## PROBLEM REQUIREMENTS
When you repeat the listing below, keep every word exactly and leave out each picture.

## SOURCE MATERIAL

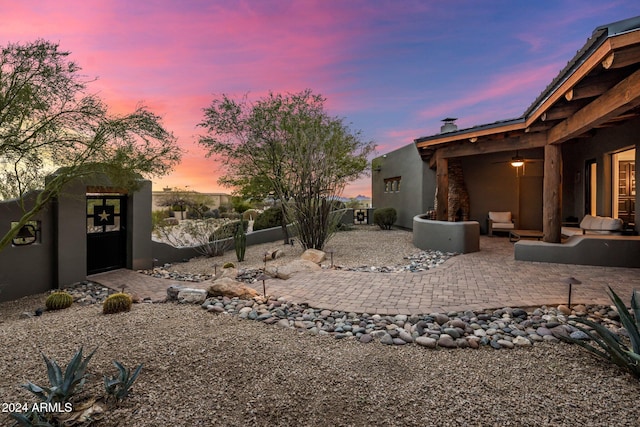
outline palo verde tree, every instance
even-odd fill
[[[343,119],[329,116],[324,102],[311,90],[269,93],[255,102],[222,95],[200,123],[207,134],[199,143],[224,159],[220,183],[268,183],[301,244],[314,249],[322,249],[334,231],[331,199],[366,173],[375,149]]]
[[[0,49],[0,196],[17,199],[23,212],[0,236],[0,250],[72,180],[100,172],[132,189],[140,175],[166,174],[180,160],[159,116],[144,106],[109,114],[57,44],[38,40]]]

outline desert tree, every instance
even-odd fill
[[[72,180],[104,173],[134,189],[140,176],[166,174],[180,160],[159,116],[143,105],[109,114],[58,44],[37,40],[0,49],[0,196],[22,209],[0,250]]]
[[[333,232],[331,200],[367,170],[372,142],[331,117],[325,98],[305,90],[257,101],[222,95],[205,108],[199,143],[224,162],[220,183],[268,183],[305,248],[322,249]],[[286,229],[286,227],[283,228]]]

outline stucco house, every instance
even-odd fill
[[[373,206],[395,207],[401,227],[433,210],[482,233],[489,211],[509,211],[517,228],[544,235],[518,242],[526,250],[560,244],[563,223],[588,214],[621,218],[623,234],[637,234],[639,106],[635,17],[596,28],[522,116],[468,129],[448,118],[441,133],[374,159]]]

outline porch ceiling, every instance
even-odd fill
[[[416,139],[423,160],[562,144],[640,116],[640,18],[628,21],[596,29],[522,117]]]

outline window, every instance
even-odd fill
[[[384,180],[384,192],[385,193],[398,193],[400,191],[400,179],[399,176],[393,178],[386,178]]]

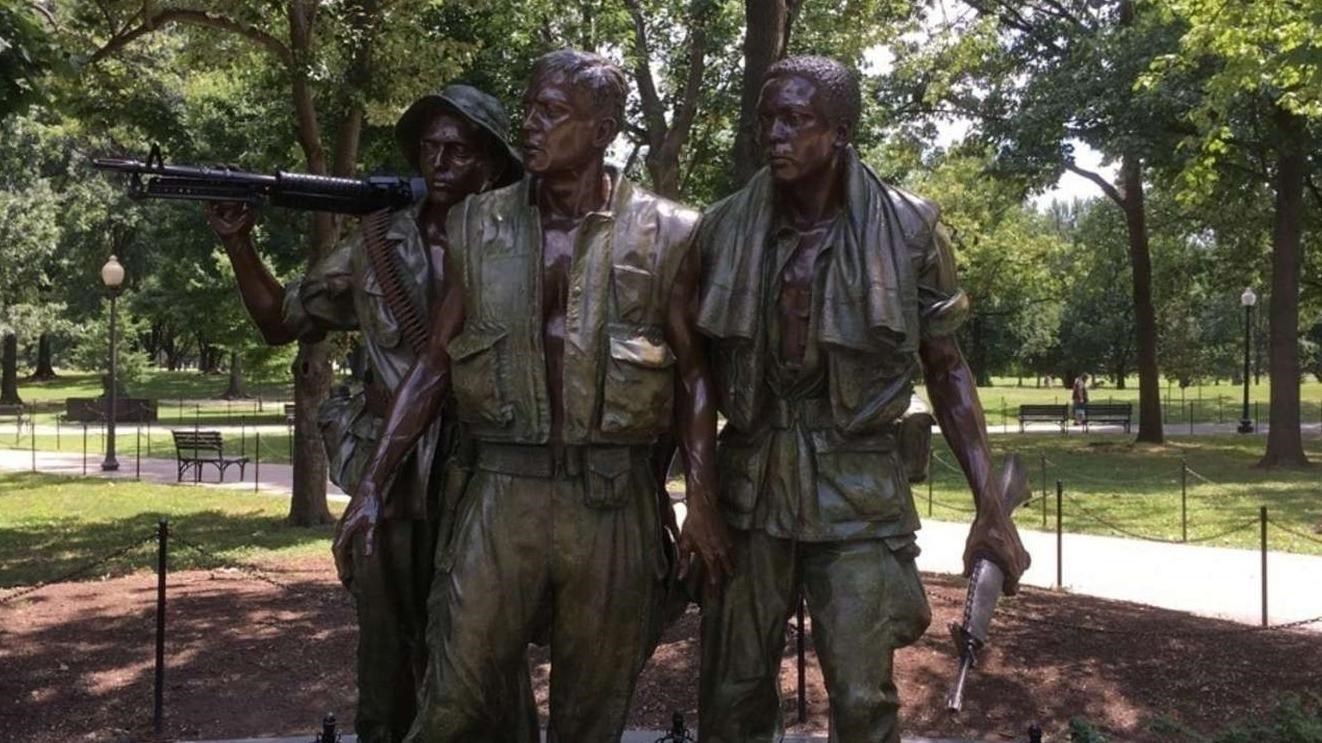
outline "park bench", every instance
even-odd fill
[[[1066,425],[1070,419],[1070,406],[1068,405],[1020,405],[1019,406],[1019,433],[1024,432],[1024,424],[1029,421],[1045,421],[1055,423],[1060,426],[1060,432],[1066,433]]]
[[[298,417],[298,403],[285,403],[285,425],[294,425],[294,419]]]
[[[176,463],[179,465],[178,482],[184,481],[184,473],[193,468],[193,482],[202,481],[202,465],[214,464],[220,471],[220,482],[225,482],[225,470],[232,465],[239,465],[239,479],[243,479],[248,466],[247,457],[225,456],[225,441],[220,431],[171,431],[174,435]]]
[[[1125,433],[1134,417],[1134,406],[1129,403],[1088,403],[1084,406],[1083,430],[1091,423],[1121,423]]]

## ANSWER TO THIS PROBLEM
outline palo verde tree, every instance
even-odd fill
[[[343,119],[329,116],[324,102],[311,90],[269,93],[255,102],[222,95],[200,123],[207,134],[199,143],[224,159],[220,183],[268,183],[301,244],[314,249],[322,249],[334,231],[331,199],[366,173],[375,149]]]
[[[0,49],[0,196],[17,199],[23,212],[0,236],[0,250],[72,180],[100,172],[132,189],[140,175],[166,174],[180,160],[159,116],[144,106],[109,114],[57,44],[38,40]]]

outline desert tree, every instance
even-odd fill
[[[72,180],[104,173],[134,189],[140,176],[166,174],[180,160],[159,116],[143,105],[109,114],[58,44],[37,40],[0,49],[0,196],[22,209],[0,250]]]
[[[333,232],[331,200],[367,170],[372,142],[331,117],[325,98],[305,90],[257,101],[222,95],[205,108],[199,143],[224,162],[220,183],[268,183],[305,248],[322,249]],[[286,229],[286,227],[283,228]]]

outline stucco house, every instance
even-odd fill
[[[373,206],[395,207],[401,227],[433,210],[482,233],[489,211],[509,211],[517,228],[544,235],[518,242],[526,250],[560,244],[563,223],[588,214],[621,218],[623,234],[637,234],[639,106],[635,17],[596,28],[522,116],[468,129],[448,118],[441,133],[374,159]]]

outline porch ceiling, every instance
even-odd fill
[[[416,139],[423,160],[562,144],[640,116],[640,18],[628,21],[596,29],[522,117]]]

outline window, every instance
even-odd fill
[[[384,180],[384,192],[385,193],[398,193],[400,191],[400,179],[399,176],[393,178],[386,178]]]

outline "park bench", every instance
even-odd fill
[[[1066,425],[1070,419],[1070,406],[1068,405],[1020,405],[1019,406],[1019,433],[1024,432],[1024,424],[1029,421],[1045,421],[1055,423],[1060,426],[1060,432],[1066,433]]]
[[[298,417],[298,403],[285,403],[285,425],[294,425],[294,419]]]
[[[176,463],[179,465],[178,482],[184,481],[184,473],[193,468],[193,482],[202,481],[202,465],[214,464],[220,471],[220,482],[225,482],[225,470],[232,465],[239,465],[239,479],[243,479],[248,466],[247,457],[225,456],[225,441],[220,431],[171,431],[174,435]]]
[[[1125,433],[1134,417],[1134,406],[1129,403],[1088,403],[1084,406],[1083,430],[1091,423],[1121,423]]]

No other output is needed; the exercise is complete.